RECORD SET
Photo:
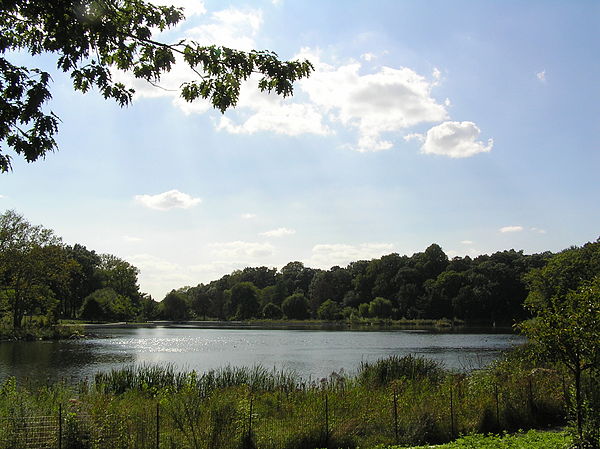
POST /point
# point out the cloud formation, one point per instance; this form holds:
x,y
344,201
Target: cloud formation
x,y
171,199
370,105
279,232
327,255
453,139
506,229
241,250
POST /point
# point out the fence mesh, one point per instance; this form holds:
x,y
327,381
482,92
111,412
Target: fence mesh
x,y
400,414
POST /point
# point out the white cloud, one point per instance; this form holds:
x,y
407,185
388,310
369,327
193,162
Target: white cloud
x,y
190,7
159,276
241,250
455,140
327,255
279,232
231,27
386,101
368,56
506,229
130,239
279,117
167,200
541,76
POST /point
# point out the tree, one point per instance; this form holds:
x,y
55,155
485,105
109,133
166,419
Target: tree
x,y
90,39
174,306
272,311
567,328
329,310
119,275
380,308
244,301
565,300
295,307
32,260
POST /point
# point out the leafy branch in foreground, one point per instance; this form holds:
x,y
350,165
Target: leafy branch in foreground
x,y
93,37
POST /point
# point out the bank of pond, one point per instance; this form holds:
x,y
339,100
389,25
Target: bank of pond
x,y
393,401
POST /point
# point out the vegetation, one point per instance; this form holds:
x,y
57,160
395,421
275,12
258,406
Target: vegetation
x,y
403,401
565,300
530,440
91,40
42,277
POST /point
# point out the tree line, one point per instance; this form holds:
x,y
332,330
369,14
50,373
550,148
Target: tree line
x,y
488,289
42,276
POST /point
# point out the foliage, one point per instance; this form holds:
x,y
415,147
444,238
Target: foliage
x,y
272,311
42,277
31,263
174,306
534,439
295,307
265,408
384,371
329,310
90,40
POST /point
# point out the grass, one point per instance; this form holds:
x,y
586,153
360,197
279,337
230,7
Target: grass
x,y
530,440
399,400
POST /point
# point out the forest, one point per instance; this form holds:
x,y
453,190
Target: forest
x,y
40,276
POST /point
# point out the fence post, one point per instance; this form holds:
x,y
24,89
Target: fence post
x,y
326,421
157,425
451,411
250,416
396,414
59,426
497,407
530,395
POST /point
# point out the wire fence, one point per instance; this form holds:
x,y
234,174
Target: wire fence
x,y
290,421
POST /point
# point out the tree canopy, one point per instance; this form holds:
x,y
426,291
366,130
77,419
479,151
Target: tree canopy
x,y
93,38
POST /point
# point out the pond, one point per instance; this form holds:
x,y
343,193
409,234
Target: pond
x,y
312,353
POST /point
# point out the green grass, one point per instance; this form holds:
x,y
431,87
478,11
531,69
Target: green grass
x,y
533,439
399,400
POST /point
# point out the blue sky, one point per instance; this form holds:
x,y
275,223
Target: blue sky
x,y
471,124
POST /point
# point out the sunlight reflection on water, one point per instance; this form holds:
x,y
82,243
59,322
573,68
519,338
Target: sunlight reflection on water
x,y
310,353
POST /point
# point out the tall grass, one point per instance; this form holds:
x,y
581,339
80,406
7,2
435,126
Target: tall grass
x,y
398,400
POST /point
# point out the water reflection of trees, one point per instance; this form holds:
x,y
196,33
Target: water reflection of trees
x,y
50,361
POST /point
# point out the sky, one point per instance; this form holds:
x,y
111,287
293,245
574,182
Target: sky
x,y
471,124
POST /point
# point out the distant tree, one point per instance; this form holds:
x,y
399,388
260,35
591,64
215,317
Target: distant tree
x,y
200,303
564,298
174,306
32,260
296,307
84,278
92,39
296,277
244,301
148,308
363,310
329,310
567,328
272,311
119,275
107,304
380,308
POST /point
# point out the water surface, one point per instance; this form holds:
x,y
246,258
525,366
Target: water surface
x,y
311,353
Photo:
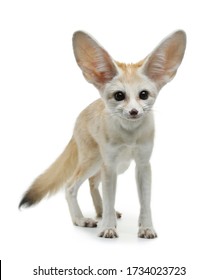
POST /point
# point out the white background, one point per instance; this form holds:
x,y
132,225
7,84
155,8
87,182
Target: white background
x,y
42,92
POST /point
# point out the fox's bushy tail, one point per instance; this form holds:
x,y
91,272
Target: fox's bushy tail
x,y
54,177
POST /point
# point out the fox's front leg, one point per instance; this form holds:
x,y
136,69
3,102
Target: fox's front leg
x,y
108,225
143,178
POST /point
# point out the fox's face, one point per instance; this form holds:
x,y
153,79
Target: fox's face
x,y
130,95
129,90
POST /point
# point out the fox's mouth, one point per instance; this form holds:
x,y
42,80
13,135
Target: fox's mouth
x,y
133,117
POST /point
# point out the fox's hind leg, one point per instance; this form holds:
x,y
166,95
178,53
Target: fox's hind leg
x,y
81,174
94,182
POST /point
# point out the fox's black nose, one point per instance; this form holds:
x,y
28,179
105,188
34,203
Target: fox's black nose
x,y
133,112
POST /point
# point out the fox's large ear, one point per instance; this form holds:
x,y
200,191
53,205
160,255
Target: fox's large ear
x,y
161,65
96,64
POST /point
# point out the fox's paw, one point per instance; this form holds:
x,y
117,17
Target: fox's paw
x,y
108,233
148,233
85,222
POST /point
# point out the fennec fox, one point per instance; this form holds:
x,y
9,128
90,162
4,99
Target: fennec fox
x,y
112,131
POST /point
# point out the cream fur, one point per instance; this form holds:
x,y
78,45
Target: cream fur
x,y
110,133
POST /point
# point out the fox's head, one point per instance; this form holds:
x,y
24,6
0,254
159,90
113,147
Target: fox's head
x,y
129,90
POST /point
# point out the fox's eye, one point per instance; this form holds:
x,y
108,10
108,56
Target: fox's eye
x,y
144,94
119,96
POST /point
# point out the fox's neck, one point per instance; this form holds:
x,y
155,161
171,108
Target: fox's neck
x,y
130,126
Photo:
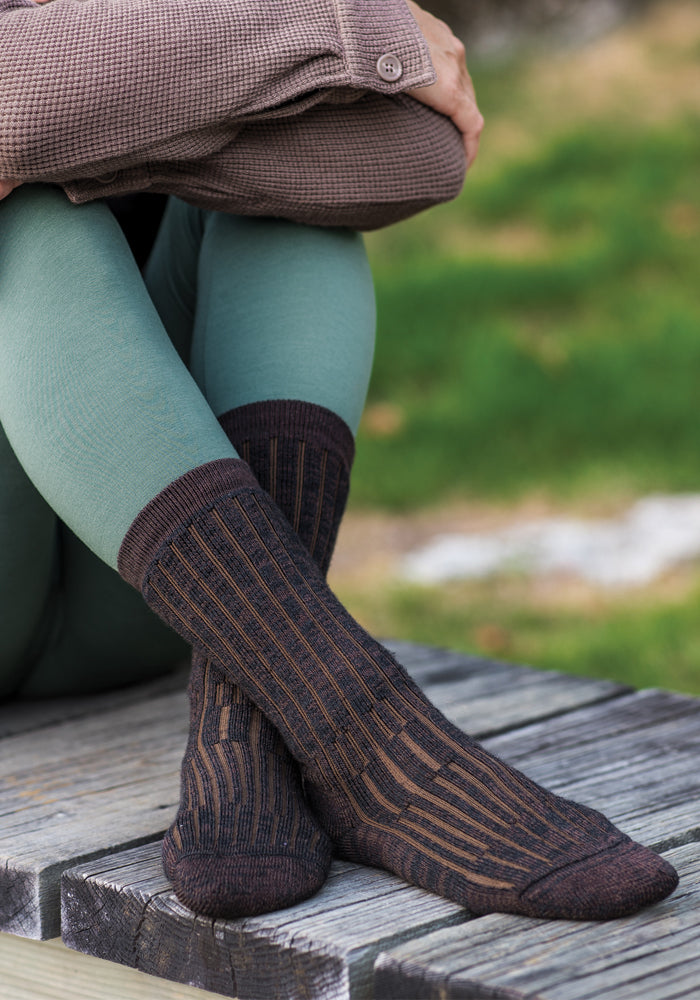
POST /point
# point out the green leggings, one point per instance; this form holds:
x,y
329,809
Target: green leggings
x,y
101,408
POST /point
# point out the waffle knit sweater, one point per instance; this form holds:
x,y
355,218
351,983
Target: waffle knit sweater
x,y
253,107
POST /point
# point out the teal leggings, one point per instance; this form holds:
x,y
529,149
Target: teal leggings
x,y
110,388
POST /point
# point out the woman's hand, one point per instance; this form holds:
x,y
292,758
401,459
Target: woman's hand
x,y
453,94
6,186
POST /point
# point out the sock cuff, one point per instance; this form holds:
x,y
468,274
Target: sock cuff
x,y
166,513
292,419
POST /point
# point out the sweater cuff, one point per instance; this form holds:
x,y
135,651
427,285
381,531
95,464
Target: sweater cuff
x,y
384,49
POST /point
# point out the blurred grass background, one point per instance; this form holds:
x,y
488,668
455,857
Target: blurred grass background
x,y
540,338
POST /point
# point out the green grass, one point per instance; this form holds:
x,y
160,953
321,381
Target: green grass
x,y
640,645
562,372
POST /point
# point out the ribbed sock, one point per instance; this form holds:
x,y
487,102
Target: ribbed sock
x,y
244,840
394,784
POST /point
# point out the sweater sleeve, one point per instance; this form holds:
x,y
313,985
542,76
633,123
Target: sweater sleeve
x,y
84,83
363,165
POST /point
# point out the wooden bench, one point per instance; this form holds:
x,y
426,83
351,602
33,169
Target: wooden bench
x,y
87,787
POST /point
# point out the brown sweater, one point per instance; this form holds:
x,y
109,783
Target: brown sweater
x,y
259,107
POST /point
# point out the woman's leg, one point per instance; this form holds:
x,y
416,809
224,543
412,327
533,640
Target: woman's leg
x,y
281,853
94,633
301,453
28,529
395,784
98,379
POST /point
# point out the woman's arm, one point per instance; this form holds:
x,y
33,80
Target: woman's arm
x,y
363,165
84,83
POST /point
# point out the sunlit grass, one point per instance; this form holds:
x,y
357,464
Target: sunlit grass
x,y
542,335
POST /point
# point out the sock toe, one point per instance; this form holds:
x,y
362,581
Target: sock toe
x,y
614,883
243,886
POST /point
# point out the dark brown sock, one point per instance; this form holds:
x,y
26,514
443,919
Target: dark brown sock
x,y
243,840
394,784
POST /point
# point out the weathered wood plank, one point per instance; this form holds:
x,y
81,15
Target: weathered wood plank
x,y
122,908
47,970
635,759
656,728
485,697
653,955
100,782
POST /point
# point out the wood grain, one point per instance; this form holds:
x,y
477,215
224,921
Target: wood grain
x,y
122,908
653,955
107,778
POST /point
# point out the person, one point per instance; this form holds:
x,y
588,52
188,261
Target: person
x,y
215,486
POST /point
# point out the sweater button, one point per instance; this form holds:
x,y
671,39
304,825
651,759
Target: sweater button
x,y
389,67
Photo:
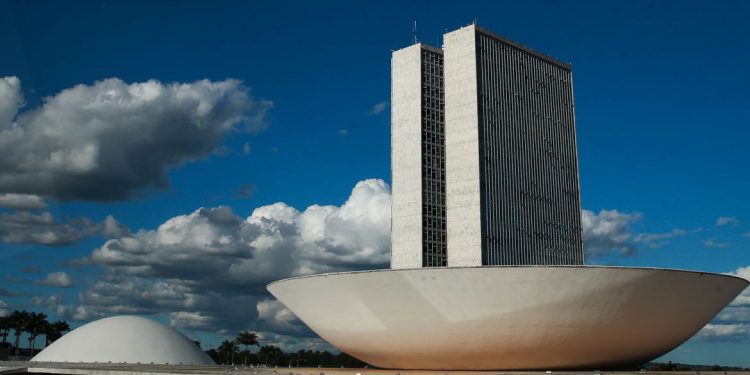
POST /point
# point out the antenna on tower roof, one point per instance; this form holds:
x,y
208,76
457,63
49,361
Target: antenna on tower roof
x,y
414,32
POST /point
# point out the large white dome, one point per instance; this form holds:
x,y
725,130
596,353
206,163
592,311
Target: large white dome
x,y
124,339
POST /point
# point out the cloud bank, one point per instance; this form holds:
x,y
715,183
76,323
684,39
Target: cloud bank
x,y
208,269
106,140
25,227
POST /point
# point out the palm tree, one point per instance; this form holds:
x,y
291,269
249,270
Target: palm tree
x,y
35,326
271,353
18,322
229,348
56,330
247,338
4,328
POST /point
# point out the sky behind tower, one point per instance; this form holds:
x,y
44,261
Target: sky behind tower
x,y
169,159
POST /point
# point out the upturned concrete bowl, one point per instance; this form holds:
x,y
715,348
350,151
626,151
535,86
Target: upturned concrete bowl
x,y
508,318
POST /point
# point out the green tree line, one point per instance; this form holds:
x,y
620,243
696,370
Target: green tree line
x,y
32,323
229,353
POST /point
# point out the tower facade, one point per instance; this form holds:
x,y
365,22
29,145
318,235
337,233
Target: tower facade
x,y
418,217
510,166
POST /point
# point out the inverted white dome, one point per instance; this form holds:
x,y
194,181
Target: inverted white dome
x,y
508,318
124,339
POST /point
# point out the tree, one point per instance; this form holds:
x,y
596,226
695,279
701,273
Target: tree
x,y
247,338
4,328
18,322
228,349
271,354
35,326
56,330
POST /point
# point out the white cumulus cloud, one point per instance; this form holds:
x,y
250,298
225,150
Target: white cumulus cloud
x,y
59,279
609,231
106,140
22,201
208,269
726,220
11,99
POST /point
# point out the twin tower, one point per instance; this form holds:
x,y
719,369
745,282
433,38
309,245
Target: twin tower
x,y
484,156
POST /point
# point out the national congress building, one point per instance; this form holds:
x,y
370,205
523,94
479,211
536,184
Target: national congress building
x,y
484,157
485,173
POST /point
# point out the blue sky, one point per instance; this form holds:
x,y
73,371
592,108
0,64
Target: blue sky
x,y
661,92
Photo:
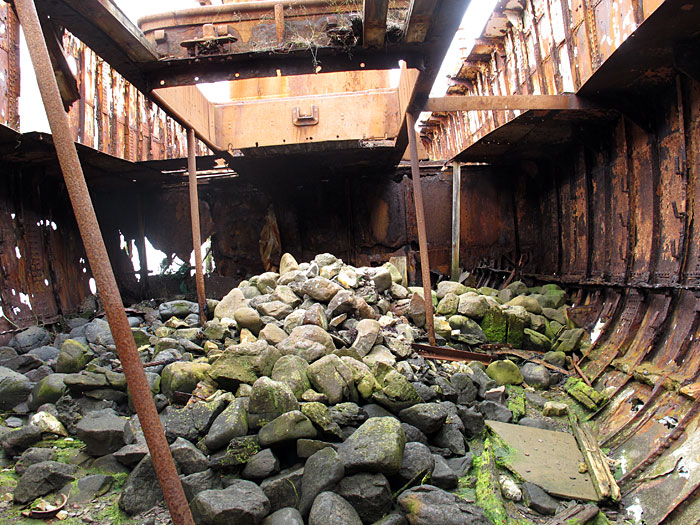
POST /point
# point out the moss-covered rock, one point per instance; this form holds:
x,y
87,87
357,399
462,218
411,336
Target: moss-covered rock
x,y
72,357
495,325
183,376
533,340
504,372
376,446
448,305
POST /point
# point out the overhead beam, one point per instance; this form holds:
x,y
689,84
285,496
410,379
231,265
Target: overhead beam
x,y
102,26
420,15
191,109
444,26
182,72
374,13
509,102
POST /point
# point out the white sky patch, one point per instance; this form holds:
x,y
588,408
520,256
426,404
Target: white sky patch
x,y
597,329
33,116
24,299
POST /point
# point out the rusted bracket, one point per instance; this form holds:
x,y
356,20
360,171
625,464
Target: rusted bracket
x,y
300,119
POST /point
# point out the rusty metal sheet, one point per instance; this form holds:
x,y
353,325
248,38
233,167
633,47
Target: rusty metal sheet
x,y
548,459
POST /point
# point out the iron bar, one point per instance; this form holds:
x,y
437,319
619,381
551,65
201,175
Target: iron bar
x,y
100,266
506,102
420,220
194,215
456,189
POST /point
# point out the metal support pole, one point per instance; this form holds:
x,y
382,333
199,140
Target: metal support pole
x,y
422,235
456,188
100,266
141,247
196,235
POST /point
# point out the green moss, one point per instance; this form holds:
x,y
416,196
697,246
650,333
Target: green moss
x,y
8,480
584,394
488,491
114,515
516,401
495,325
66,448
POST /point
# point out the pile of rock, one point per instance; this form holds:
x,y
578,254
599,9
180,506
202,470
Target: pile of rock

PROBLEM TO SOLVE
Collect every line in the records that contains the string "sheet", matching case exactly.

FINISHED EXERCISE
# point out the rusty metal sheet, one point per instance; this form holds:
Target: rusty metal sheet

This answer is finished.